Extract provided:
— BEGIN —

I'm really not good with the pics but here's an idea of what he is using for drifting for big cats and stripers on Lake Livingston. The Batson Live Bait series blend of RX7 RX6 and E-Glass (RCLB79ML) makes some very tough but light weight blanks for this application, extra-fast "soft" tip with lot's of lifting power.


----------



## Abbevillefish (Aug 23, 2012)

Is the 1-4 different actions or are they all the same action?


----------



## teamfirstcast (Aug 23, 2006)

*Whisker rods...*



Abbevillefish said:


> Is the 1-4 different actions or are they all the same action?


They are all the same action - he has them numbered for each rod holder position on the boat when drifting deep water.. When he gets a run, he can call out to the clients which rod to grab - neat system and keeps everyone involved. Loy is the man on Lake Livingston!:cheers:


----------



## V-Bottom (Jun 16, 2007)

Hummmm... ^^^^


----------



## Silverfox1 (Feb 21, 2007)

Good looking rods


----------



## Silverfox1 (Feb 21, 2007)

— END —

Provided data:
— BEGIN —

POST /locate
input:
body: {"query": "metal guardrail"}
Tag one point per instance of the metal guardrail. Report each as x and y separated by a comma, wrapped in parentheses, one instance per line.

— END —
— BEGIN —

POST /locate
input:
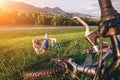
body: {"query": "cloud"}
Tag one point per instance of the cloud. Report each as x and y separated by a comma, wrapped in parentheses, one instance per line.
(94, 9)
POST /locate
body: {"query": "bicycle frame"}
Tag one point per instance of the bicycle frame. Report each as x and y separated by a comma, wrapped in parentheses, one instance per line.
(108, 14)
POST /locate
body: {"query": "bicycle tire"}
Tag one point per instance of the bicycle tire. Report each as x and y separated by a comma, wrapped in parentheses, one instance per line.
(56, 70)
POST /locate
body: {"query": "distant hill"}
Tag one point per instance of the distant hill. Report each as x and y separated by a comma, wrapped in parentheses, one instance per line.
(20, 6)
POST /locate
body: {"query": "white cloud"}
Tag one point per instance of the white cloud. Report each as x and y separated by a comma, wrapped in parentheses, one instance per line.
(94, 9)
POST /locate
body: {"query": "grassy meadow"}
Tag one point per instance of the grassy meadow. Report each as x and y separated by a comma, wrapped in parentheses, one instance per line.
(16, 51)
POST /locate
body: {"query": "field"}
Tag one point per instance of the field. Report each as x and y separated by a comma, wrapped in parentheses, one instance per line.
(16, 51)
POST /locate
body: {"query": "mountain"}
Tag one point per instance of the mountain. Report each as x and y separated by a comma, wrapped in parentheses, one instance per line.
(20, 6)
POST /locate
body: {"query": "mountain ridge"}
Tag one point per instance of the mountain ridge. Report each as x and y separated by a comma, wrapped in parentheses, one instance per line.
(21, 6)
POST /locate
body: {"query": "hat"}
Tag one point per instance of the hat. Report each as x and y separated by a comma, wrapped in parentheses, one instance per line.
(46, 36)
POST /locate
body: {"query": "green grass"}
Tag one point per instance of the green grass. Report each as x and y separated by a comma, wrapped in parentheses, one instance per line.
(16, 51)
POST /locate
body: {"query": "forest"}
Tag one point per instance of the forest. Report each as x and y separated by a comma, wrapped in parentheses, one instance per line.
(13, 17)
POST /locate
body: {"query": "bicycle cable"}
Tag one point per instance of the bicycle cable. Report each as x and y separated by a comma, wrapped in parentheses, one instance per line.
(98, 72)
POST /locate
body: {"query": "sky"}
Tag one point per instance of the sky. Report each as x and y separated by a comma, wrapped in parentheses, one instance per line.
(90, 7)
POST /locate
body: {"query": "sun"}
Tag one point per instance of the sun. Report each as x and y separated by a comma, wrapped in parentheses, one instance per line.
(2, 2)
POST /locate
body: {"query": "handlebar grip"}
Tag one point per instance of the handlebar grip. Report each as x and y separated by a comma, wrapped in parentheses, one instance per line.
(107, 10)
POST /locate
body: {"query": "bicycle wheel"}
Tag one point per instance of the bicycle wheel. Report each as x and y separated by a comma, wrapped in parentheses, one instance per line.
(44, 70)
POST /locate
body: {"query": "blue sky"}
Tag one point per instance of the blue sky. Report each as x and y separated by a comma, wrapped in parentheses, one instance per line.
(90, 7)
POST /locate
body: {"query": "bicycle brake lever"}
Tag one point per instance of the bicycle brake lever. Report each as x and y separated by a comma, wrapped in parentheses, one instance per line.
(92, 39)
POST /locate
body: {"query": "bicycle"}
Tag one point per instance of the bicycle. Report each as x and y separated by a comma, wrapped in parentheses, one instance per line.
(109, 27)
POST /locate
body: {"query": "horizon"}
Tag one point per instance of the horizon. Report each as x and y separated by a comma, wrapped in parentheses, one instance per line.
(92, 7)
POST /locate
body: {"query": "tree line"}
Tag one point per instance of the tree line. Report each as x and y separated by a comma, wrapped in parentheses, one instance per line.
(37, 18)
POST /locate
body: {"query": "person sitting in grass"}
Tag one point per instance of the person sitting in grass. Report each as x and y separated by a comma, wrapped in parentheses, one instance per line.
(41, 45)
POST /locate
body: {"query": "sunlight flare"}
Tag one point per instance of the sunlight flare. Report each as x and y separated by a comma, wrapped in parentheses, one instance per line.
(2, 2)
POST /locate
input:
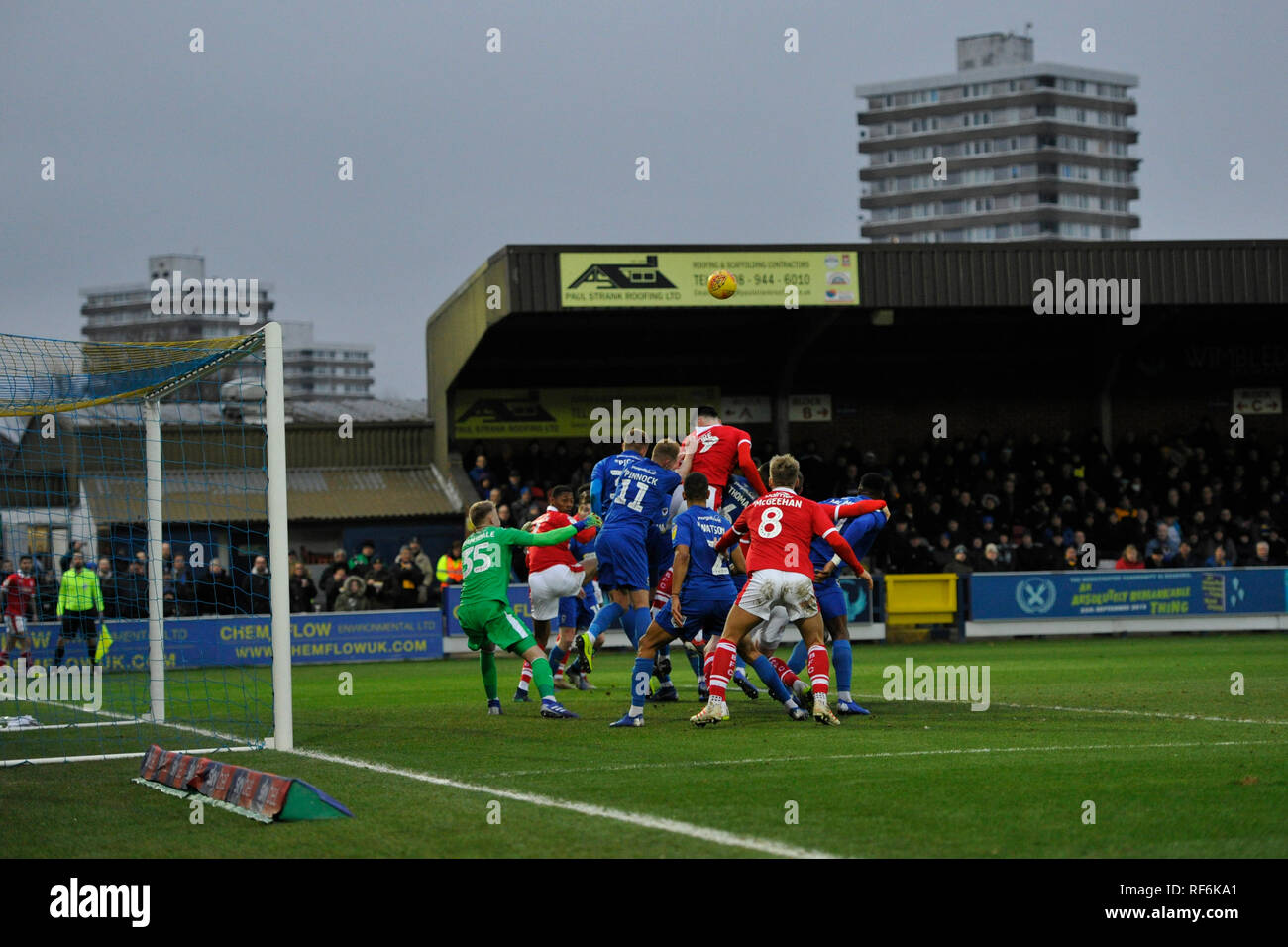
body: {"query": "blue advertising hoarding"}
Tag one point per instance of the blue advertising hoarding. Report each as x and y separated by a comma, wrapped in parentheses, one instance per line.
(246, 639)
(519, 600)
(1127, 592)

— END —
— BEGIN —

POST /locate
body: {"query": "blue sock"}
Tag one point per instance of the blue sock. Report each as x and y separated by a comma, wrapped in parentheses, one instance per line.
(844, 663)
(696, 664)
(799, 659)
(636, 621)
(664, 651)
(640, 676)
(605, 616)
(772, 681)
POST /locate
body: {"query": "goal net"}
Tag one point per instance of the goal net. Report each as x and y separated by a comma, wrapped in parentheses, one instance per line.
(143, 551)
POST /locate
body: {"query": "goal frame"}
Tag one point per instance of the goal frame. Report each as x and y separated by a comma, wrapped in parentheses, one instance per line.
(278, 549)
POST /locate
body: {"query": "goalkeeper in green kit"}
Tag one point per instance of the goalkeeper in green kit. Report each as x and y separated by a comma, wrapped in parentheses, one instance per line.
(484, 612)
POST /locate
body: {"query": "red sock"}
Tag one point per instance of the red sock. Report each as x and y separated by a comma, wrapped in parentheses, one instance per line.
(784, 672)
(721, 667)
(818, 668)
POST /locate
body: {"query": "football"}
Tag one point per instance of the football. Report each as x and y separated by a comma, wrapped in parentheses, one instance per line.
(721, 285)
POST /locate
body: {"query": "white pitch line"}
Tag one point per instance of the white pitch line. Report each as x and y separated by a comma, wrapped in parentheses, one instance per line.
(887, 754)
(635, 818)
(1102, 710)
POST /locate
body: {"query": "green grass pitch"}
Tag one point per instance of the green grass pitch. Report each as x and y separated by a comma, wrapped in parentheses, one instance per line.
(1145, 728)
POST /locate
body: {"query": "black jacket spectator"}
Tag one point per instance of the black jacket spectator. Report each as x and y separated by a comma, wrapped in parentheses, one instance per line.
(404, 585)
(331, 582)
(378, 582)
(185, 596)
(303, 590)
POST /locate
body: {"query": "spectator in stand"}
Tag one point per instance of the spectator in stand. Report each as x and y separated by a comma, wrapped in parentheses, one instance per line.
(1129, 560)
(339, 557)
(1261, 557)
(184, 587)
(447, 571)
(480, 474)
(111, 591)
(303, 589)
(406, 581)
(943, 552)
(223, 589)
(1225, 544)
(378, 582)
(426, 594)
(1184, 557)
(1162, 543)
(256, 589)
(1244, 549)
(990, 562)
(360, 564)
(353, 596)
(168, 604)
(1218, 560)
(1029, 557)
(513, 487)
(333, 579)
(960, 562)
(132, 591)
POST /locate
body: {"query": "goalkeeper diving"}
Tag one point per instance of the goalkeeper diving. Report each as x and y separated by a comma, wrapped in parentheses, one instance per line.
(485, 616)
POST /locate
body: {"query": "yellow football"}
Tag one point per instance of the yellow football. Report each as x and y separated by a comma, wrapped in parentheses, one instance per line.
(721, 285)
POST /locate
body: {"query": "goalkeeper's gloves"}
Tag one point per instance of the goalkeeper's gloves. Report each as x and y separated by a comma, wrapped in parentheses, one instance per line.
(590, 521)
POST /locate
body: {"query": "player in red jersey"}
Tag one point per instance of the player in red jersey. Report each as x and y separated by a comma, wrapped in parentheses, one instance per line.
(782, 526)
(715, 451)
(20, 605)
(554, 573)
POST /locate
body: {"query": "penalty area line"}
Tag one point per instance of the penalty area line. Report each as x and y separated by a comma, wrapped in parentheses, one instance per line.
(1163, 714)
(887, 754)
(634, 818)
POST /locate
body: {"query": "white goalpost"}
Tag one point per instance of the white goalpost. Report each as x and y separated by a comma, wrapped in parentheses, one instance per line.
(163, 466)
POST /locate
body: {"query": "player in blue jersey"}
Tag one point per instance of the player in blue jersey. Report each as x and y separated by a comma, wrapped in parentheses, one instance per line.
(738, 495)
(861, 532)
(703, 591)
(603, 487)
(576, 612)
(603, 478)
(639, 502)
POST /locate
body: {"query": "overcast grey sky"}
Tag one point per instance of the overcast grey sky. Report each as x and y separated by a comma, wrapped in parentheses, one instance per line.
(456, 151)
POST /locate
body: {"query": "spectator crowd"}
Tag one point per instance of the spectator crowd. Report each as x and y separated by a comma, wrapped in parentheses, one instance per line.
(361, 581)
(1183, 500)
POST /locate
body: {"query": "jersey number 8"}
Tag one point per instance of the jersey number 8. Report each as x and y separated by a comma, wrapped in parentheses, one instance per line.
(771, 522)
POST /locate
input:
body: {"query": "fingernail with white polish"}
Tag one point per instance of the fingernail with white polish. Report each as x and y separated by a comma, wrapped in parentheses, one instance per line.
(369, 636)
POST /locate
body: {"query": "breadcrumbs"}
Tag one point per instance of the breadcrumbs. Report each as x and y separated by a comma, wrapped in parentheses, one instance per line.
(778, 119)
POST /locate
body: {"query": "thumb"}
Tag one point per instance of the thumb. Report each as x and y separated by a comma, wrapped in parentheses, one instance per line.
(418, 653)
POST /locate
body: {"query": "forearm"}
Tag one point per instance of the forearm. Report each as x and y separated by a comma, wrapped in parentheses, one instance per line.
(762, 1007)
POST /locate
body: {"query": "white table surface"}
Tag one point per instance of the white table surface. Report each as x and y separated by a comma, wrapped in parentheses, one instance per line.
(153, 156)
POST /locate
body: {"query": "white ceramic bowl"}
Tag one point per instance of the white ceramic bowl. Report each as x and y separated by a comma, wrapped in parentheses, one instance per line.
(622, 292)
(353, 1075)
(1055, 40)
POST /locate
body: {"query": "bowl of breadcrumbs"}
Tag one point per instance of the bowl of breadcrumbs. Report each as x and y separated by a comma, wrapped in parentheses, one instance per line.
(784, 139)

— END —

What is required:
Continue the forum thread about drifting rods on Lake Livingston from the point where it stops. The entries come from a separate source, unrelated to the forum thread about drifting rods.

Task answer:
what type of butt did you put on them


----------



## teamfirstcast (Aug 23, 2006)

*Handle view - straight EVA for use in rod holders*

Here is the pic I have - built as he requested to fit those special mounted rod holders. Size 17 Alps seat, 12" handle and 5" fore grip.


----------



## Silverfox1 (Feb 21, 2007)

I should have said butt cap


----------



## teamfirstcast (Aug 23, 2006)

just like this - flush mounted edges, so no hangups pulling from rod holders:
http://swamplandtackle.com/Butt_Cap_SBC20B-details.aspx


----------



## 2400tman (Jul 31, 2011)

These rods are sweet!

I'm looking into building some live bait striper rods. Been looking at several blanks. Curious why you choose this one?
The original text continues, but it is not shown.